**DIRECTIONS FOR THIS TASK:**
All of the listing is to be written out word for word, with the pictures left out.

**INPUT DATA:**
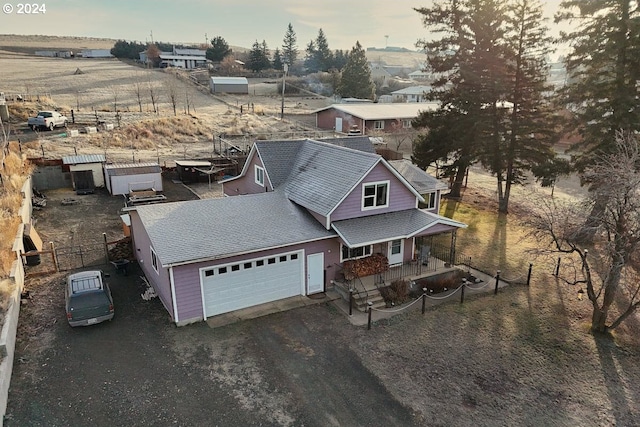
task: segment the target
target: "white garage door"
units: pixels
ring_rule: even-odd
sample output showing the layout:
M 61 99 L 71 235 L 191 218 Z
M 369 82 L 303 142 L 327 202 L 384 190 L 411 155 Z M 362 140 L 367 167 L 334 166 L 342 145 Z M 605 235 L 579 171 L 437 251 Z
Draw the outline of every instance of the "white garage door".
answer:
M 201 270 L 205 318 L 301 295 L 303 260 L 300 251 Z

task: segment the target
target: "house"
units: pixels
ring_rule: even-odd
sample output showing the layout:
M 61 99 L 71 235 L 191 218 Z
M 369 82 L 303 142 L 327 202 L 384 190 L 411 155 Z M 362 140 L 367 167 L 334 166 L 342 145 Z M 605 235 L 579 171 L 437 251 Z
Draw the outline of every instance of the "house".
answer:
M 316 115 L 316 127 L 347 133 L 357 126 L 364 134 L 374 131 L 389 132 L 410 128 L 411 121 L 420 111 L 436 110 L 435 103 L 412 104 L 333 104 L 320 108 Z
M 113 58 L 111 49 L 82 49 L 80 56 L 83 58 Z
M 204 56 L 186 56 L 160 54 L 160 68 L 176 67 L 185 70 L 193 70 L 199 67 L 206 67 L 207 58 Z
M 173 47 L 173 52 L 171 52 L 174 55 L 178 55 L 178 56 L 197 56 L 200 58 L 206 58 L 207 56 L 207 51 L 204 49 L 189 49 L 189 48 L 176 48 L 175 46 Z
M 409 86 L 391 92 L 393 102 L 431 102 L 426 94 L 431 92 L 431 86 Z
M 211 93 L 249 93 L 246 77 L 211 77 Z
M 131 210 L 136 258 L 172 320 L 321 293 L 347 261 L 402 265 L 417 239 L 465 227 L 419 209 L 425 198 L 364 139 L 256 141 L 227 197 Z

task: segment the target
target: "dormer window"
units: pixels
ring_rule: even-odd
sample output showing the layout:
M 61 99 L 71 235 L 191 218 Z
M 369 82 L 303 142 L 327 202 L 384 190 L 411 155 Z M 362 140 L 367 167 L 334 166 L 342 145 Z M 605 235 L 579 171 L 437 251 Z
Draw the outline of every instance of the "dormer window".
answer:
M 389 206 L 389 181 L 371 182 L 362 185 L 362 210 Z
M 255 176 L 256 176 L 256 184 L 261 187 L 264 187 L 264 169 L 260 166 L 255 166 Z

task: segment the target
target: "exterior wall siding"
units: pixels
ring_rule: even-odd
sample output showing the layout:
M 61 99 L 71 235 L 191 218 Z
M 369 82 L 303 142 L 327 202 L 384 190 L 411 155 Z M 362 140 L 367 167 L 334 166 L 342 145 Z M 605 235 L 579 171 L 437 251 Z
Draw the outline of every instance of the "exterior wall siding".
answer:
M 112 196 L 129 194 L 129 190 L 154 189 L 162 191 L 162 175 L 159 172 L 139 175 L 114 175 L 109 177 L 107 187 Z
M 173 301 L 171 298 L 171 283 L 169 279 L 169 270 L 163 268 L 161 259 L 158 259 L 158 272 L 153 269 L 151 263 L 151 240 L 147 231 L 140 222 L 140 217 L 136 211 L 129 212 L 131 217 L 131 235 L 133 239 L 133 253 L 136 256 L 138 265 L 144 272 L 147 280 L 156 290 L 158 297 L 164 304 L 165 308 L 169 312 L 171 318 L 173 318 Z
M 332 130 L 336 126 L 336 117 L 342 118 L 342 129 L 335 129 L 336 132 L 347 133 L 353 125 L 357 125 L 358 128 L 362 129 L 362 119 L 333 108 L 316 114 L 317 126 L 320 129 Z
M 429 228 L 428 230 L 425 230 L 422 233 L 416 234 L 416 237 L 419 237 L 419 236 L 432 236 L 434 234 L 448 233 L 448 232 L 451 232 L 453 230 L 457 230 L 457 228 L 456 227 L 452 227 L 450 225 L 438 224 L 438 225 L 434 225 L 433 227 Z
M 390 181 L 389 207 L 381 209 L 362 210 L 362 184 L 367 182 Z M 366 178 L 358 184 L 351 194 L 342 201 L 340 206 L 331 214 L 331 221 L 358 218 L 368 215 L 378 215 L 386 212 L 403 211 L 416 207 L 416 196 L 389 169 L 381 163 L 369 172 Z
M 307 244 L 287 246 L 269 251 L 254 252 L 216 261 L 199 262 L 180 265 L 173 268 L 173 279 L 176 292 L 176 307 L 179 324 L 193 323 L 203 320 L 202 295 L 200 288 L 200 269 L 216 265 L 242 262 L 248 259 L 267 257 L 282 252 L 304 250 L 305 273 L 307 271 L 307 255 L 324 253 L 325 288 L 335 278 L 340 263 L 340 242 L 337 238 L 319 240 Z M 306 274 L 305 274 L 306 276 Z M 306 283 L 305 283 L 306 288 Z
M 265 173 L 264 176 L 264 187 L 256 184 L 255 177 L 255 166 L 258 165 L 261 168 L 264 168 L 262 164 L 262 160 L 256 154 L 251 158 L 247 166 L 247 174 L 239 177 L 238 179 L 234 179 L 230 182 L 225 182 L 222 184 L 222 191 L 226 196 L 239 196 L 243 194 L 256 194 L 256 193 L 264 193 L 266 191 L 272 191 L 271 186 L 269 185 L 269 180 L 267 179 L 267 175 Z

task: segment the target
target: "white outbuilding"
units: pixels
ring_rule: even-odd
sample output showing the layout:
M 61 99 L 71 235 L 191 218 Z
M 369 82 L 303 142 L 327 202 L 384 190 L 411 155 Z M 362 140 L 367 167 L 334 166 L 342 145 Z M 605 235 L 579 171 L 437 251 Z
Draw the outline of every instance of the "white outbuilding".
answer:
M 211 93 L 249 93 L 246 77 L 211 77 Z
M 140 190 L 162 191 L 162 168 L 157 163 L 104 165 L 104 176 L 113 196 Z

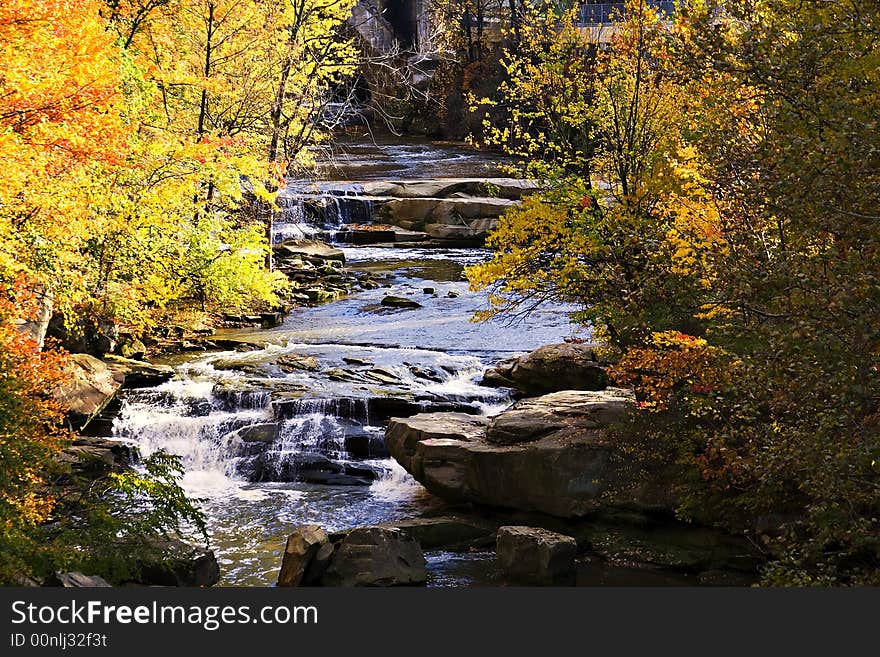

**RESPONSE BOX:**
task: segment the target
target: "white garage door"
units: pixels
ring_rule: even-odd
sample output showing the layout:
M 61 99 L 71 235 L 191 218 Z
M 369 82 L 303 142 L 327 202 L 384 190 L 411 155 Z M 362 140 L 367 167 L 334 166 L 342 145 Z M 605 235 L 579 171 L 437 251 Z
Draw the outline of every instance of the "white garage door".
answer:
M 201 270 L 205 318 L 301 295 L 303 260 L 300 251 Z

task: segment the target
target: "house"
units: pixels
ring_rule: even-odd
sample output showing the layout:
M 61 99 L 71 235 L 191 218 Z
M 369 82 L 303 142 L 327 202 L 384 190 L 411 155 Z M 362 140 L 367 167 L 334 166 L 342 145 Z M 605 235 L 579 171 L 437 251 Z
Draw the outline of every instance of the "house".
answer:
M 316 115 L 316 127 L 347 133 L 357 126 L 364 134 L 374 131 L 389 132 L 410 128 L 411 121 L 420 111 L 436 110 L 435 103 L 412 104 L 333 104 L 320 108 Z
M 113 58 L 111 49 L 82 49 L 80 56 L 83 58 Z
M 204 56 L 186 56 L 160 54 L 160 68 L 176 67 L 185 70 L 193 70 L 199 67 L 206 67 L 207 58 Z
M 173 47 L 173 52 L 171 52 L 174 55 L 178 55 L 178 56 L 197 56 L 200 58 L 206 58 L 207 56 L 207 51 L 204 49 L 189 49 L 189 48 L 176 48 L 175 46 Z
M 409 86 L 391 92 L 393 102 L 431 102 L 426 94 L 431 92 L 431 86 Z
M 211 93 L 249 93 L 246 77 L 211 77 Z
M 131 210 L 136 258 L 172 320 L 321 293 L 347 261 L 402 265 L 417 239 L 465 227 L 419 209 L 425 198 L 364 139 L 256 141 L 227 197 Z

task: segment the target
target: "dormer window"
units: pixels
ring_rule: even-odd
sample output showing the layout:
M 61 99 L 71 235 L 191 218 Z
M 369 82 L 303 142 L 327 202 L 384 190 L 411 155 Z M 362 140 L 367 167 L 334 166 L 342 145 Z M 605 235 L 579 171 L 437 251 Z
Draw the outline of every instance of the "dormer window".
answer:
M 389 206 L 389 181 L 371 182 L 362 185 L 362 210 Z
M 255 176 L 256 176 L 256 184 L 261 187 L 264 187 L 264 169 L 260 166 L 255 166 Z

task: segment the target
target: "exterior wall siding"
units: pixels
ring_rule: even-odd
sample output showing the layout:
M 61 99 L 71 235 L 191 218 Z
M 369 82 L 303 142 L 327 202 L 384 190 L 411 155 Z M 362 140 L 367 167 L 334 166 L 342 145 Z M 605 235 L 579 171 L 437 251 Z
Draw the outline of every instance of the "exterior wall siding".
answer:
M 112 196 L 129 194 L 129 190 L 154 189 L 162 191 L 162 175 L 159 172 L 139 175 L 114 175 L 109 177 L 107 187 Z
M 173 301 L 171 298 L 171 283 L 169 279 L 169 270 L 163 268 L 161 259 L 158 259 L 158 272 L 153 269 L 151 263 L 151 240 L 147 231 L 140 222 L 140 217 L 136 211 L 129 212 L 131 217 L 131 235 L 133 239 L 133 253 L 136 256 L 138 265 L 144 272 L 147 280 L 156 290 L 158 297 L 164 304 L 165 308 L 169 312 L 171 318 L 173 318 Z
M 332 130 L 336 126 L 336 117 L 342 118 L 342 129 L 335 129 L 336 132 L 347 133 L 353 125 L 357 125 L 358 128 L 362 129 L 362 119 L 333 108 L 316 114 L 317 126 L 320 129 Z
M 429 228 L 428 230 L 425 230 L 422 233 L 416 234 L 416 237 L 419 237 L 419 236 L 432 236 L 434 234 L 448 233 L 448 232 L 451 232 L 453 230 L 457 230 L 457 228 L 456 227 L 452 227 L 450 225 L 438 224 L 438 225 L 434 225 L 433 227 Z
M 390 181 L 389 207 L 381 209 L 362 210 L 362 184 L 367 182 Z M 366 178 L 358 184 L 351 194 L 342 201 L 340 206 L 331 214 L 331 221 L 358 218 L 368 215 L 378 215 L 386 212 L 403 211 L 416 207 L 416 196 L 389 169 L 381 163 L 369 172 Z
M 307 244 L 287 246 L 269 251 L 254 252 L 216 261 L 199 262 L 180 265 L 173 268 L 173 279 L 176 292 L 176 307 L 179 324 L 193 323 L 203 320 L 202 295 L 200 288 L 200 269 L 216 265 L 242 262 L 248 259 L 267 257 L 282 252 L 304 250 L 305 273 L 307 271 L 307 255 L 324 253 L 325 288 L 335 278 L 340 263 L 340 242 L 337 238 L 319 240 Z M 306 274 L 305 274 L 306 276 Z M 306 283 L 305 283 L 306 288 Z
M 265 173 L 264 176 L 264 187 L 256 184 L 255 177 L 255 166 L 258 165 L 261 168 L 264 168 L 262 164 L 262 160 L 256 154 L 251 158 L 247 166 L 247 174 L 239 177 L 238 179 L 234 179 L 230 182 L 225 182 L 222 184 L 222 191 L 226 196 L 239 196 L 243 194 L 256 194 L 256 193 L 264 193 L 266 191 L 272 191 L 271 186 L 269 185 L 269 180 L 267 179 L 267 175 Z

task: segment the target
target: "white outbuilding"
units: pixels
ring_rule: even-odd
sample output showing the layout:
M 61 99 L 71 235 L 191 218 Z
M 369 82 L 303 142 L 327 202 L 384 190 L 411 155 Z M 362 140 L 367 167 L 334 166 L 342 145 Z M 605 235 L 579 171 L 437 251 Z
Draw the outline of every instance of the "white outbuilding".
answer:
M 211 93 L 249 93 L 246 77 L 211 77 Z
M 140 190 L 162 191 L 162 168 L 157 163 L 104 165 L 104 176 L 113 196 Z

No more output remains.